### WORK INSTRUCTIONS
Take the entries that follow and return only the lines from the one with "Teacher note: please indicate the dark" through the final line, leaving every picture behind.

'''

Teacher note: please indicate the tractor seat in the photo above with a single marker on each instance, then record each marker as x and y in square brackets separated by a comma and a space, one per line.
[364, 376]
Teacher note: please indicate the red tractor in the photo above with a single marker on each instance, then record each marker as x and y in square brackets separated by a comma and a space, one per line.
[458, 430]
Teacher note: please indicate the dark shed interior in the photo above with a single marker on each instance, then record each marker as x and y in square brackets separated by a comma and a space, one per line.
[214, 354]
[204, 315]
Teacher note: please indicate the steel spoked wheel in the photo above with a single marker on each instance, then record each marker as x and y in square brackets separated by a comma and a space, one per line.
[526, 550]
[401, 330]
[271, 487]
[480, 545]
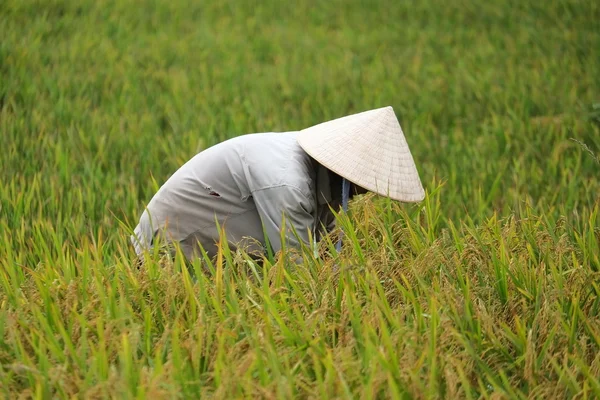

'''

### EXERCISE RESPONSE
Teacher note: please indicate the dark shed interior in the photo above with a single marker on each instance, then record each marker as x and y in square brackets separated by a comma and a space, one per line.
[214, 354]
[204, 315]
Teacher note: please indicate the steel spoked wheel in the photo above with a single marker on each instance, then record each marker as x and y in square brackets separated by a comma and a space, one per line.
[526, 550]
[401, 330]
[271, 487]
[480, 545]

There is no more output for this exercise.